• [Verilen alıntı]
= = = =

28 Ekim 2024 12:30

Prof. Dr. Murat Türkeş: Kuraklık şiddetlenerek artacak

Prof. Dr. Murat Türkeş, ilerleyen dönemlerde kuraklıkların şiddetinin artabileceği ve meteorolojik kuraklığın daha da kuvvetlenebileceği uyarısında bulundu.

Fotoğraf: Özer Akdemir/Evrensel

Paylaş

Özer AKDEMİR 

Türkiye’nin özellikle batı, iç batı, kuzeybatı ve güneybatısında çeşitli kuraklık indislerinin 3, 6, 9 ve 12 aylık zaman adımlarını yorumlayan Boğaziçi Üniversitesi İklim Değişikliği ve Politikaları Uygulama ve Araştırma Merkezi Yönetim Kurulu Üyesi ve Fizik Bölümü öğretim üyesi Prof Dr. Murat Türkeş şiddetli ve çok şiddetli tarımsal ve hidrolojik kuraklık yaşandığını dile getirdi. Türkeş, Ekim ayı gözlemlerinin de hesaplamalara dahil edildiğinde, kuraklıkların şiddetinin artabileceği ve meteorolojik kuraklığın daha da kuvvetlenebileceği uyarısında bulundu. 

Murat Türkeş

KURAKLIK NEDİR? 

İklim değişikliği, kuraklık, çölleşme, su sorunları, doğal afetler, iklim ve çevre diplomasisi gibi alanlarında çok sayıda çalışması bulunan Türkeş, kuraklığın genel olarak dünyanın herhangi bir bölgesinde ve herhangi bir zamanda, yağışın belirli bir süre uzun süreli ortalamanın ya da belirlenen bir normalin altında kalması sonucunda ortaya çıkan aşırı su açığı olarak tanımlandığını aktardı.

= = = =

• [Çıkarılan veriler]
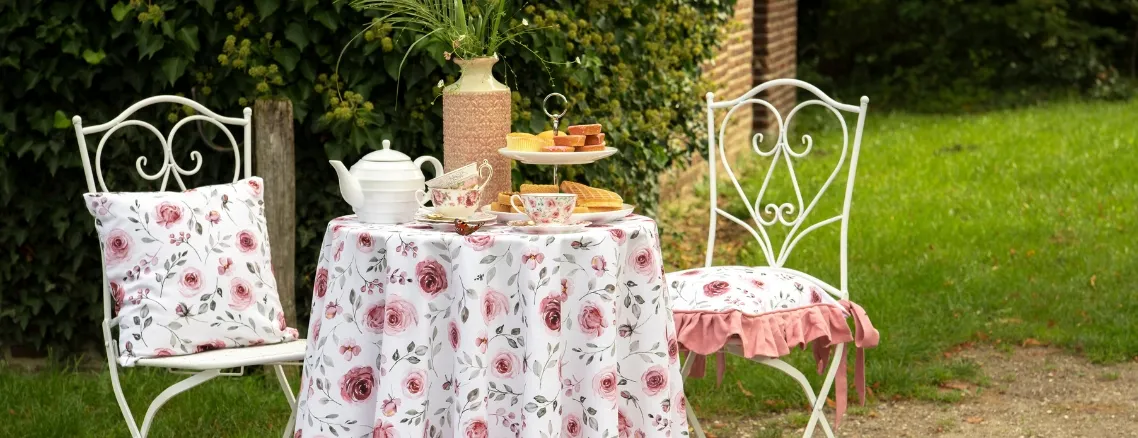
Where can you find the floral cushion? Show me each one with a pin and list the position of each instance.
(189, 271)
(750, 290)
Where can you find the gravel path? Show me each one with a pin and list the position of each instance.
(1030, 393)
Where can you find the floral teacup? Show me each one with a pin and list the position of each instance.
(454, 203)
(545, 208)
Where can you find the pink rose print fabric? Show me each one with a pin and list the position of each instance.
(189, 272)
(750, 290)
(423, 333)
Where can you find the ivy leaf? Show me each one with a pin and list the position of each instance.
(62, 121)
(288, 58)
(189, 35)
(296, 34)
(329, 21)
(266, 7)
(173, 68)
(93, 57)
(120, 10)
(149, 44)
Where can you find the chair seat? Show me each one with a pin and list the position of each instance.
(745, 289)
(232, 357)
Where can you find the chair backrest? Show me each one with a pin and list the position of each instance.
(242, 156)
(790, 215)
(168, 166)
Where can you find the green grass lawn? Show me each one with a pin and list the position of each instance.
(1011, 226)
(998, 228)
(65, 403)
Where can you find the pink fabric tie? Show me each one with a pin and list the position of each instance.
(865, 337)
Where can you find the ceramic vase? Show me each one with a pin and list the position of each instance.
(476, 121)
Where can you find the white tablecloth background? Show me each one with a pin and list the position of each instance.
(417, 332)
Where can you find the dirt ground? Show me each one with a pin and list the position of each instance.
(1029, 393)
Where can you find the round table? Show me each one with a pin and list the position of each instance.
(417, 332)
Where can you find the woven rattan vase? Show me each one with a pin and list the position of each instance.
(476, 120)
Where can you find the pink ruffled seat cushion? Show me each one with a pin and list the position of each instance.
(749, 290)
(768, 312)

= = = =

• [Talimatlarınız] Kuraklık haberinden "Özer AKDEMİR" sözleriyle başlayıp "KURAKLIK NEDİR?" sözlerine kadar devam eden bölümü hiç değiştirmeden yazın.

• [Tamamlanmış alıştırma]
Özer AKDEMİR 

Türkiye’nin özellikle batı, iç batı, kuzeybatı ve güneybatısında çeşitli kuraklık indislerinin 3, 6, 9 ve 12 aylık zaman adımlarını yorumlayan Boğaziçi Üniversitesi İklim Değişikliği ve Politikaları Uygulama ve Araştırma Merkezi Yönetim Kurulu Üyesi ve Fizik Bölümü öğretim üyesi Prof Dr. Murat Türkeş şiddetli ve çok şiddetli tarımsal ve hidrolojik kuraklık yaşandığını dile getirdi. Türkeş, Ekim ayı gözlemlerinin de hesaplamalara dahil edildiğinde, kuraklıkların şiddetinin artabileceği ve meteorolojik kuraklığın daha da kuvvetlenebileceği uyarısında bulundu. 

Murat Türkeş

KURAKLIK NEDİR?